**Excerpt provided:**
[Start]
I recognise that 59.1% of voters in Waltham Forest and 54% of voters in Redbridge supported remaining in the EU, but this was a national referendum. Many people who voted to remain acknowledge that their view did not prevail in the referendum, and now want the process to be fulfilled as effectively as possible. Many of my colleagues across the House of Commons voted Remain (some actively campaigning) but the areas they represent frequently voted to Leave.

Many have raised with me the desirability of a second referendum. While I can see why this is being put forward I cannot agree. I believe that the continual raising of this prospect has done no good in persuading the EU negotiators to offer us a good deal as they want see the UK reject the opportunity to leave. It would also be a catastrophic blow to the confidence that millions of people have in our democracy if having made a decision they were told to try again until they gave the "correct" answer. There is little evidence thus far that substantial numbers of Leave voters have changed their minds, the polling I have seen shows such small samples of voters per constituency and it is impossible to extrapolate a reasonable conclusion from it. MPs now have an obligation to implement this national decision. I do not see a second referendum as some sort of magic bullet that will get us out of an extremely difficult situation - simple solutions to complicated situations are often anything but. My fear is that another plebiscite would divide the country even more deeply and bitterly than the situation we have now. I am always prepared to listen to arguments, unlike, I might add, some people on both sides who are just not listening. However, the above is a very real fear, certainly without any really profound evidence that Brexit areas have seen a shift in opinion.
[End]
**Instruction:** Transcribe the stretch of the referendum statement that opens with the words "I recognise that" and closes with "voted to Leave.", leaving every word and punctuation mark unchanged.

**Supplied material:**
[Start]
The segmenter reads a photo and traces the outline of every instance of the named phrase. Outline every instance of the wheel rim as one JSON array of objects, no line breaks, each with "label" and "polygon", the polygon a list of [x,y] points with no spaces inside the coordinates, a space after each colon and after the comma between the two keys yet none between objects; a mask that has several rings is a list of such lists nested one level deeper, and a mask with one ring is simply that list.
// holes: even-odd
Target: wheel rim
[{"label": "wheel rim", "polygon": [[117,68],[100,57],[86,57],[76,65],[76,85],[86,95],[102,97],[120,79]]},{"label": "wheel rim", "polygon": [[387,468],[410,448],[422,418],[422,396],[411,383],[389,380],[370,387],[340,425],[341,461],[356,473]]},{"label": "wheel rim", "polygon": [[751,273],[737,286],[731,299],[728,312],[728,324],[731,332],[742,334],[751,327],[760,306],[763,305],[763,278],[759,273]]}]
[End]
**Exercise response:**
I recognise that 59.1% of voters in Waltham Forest and 54% of voters in Redbridge supported remaining in the EU, but this was a national referendum. Many people who voted to remain acknowledge that their view did not prevail in the referendum, and now want the process to be fulfilled as effectively as possible. Many of my colleagues across the House of Commons voted Remain (some actively campaigning) but the areas they represent frequently voted to Leave.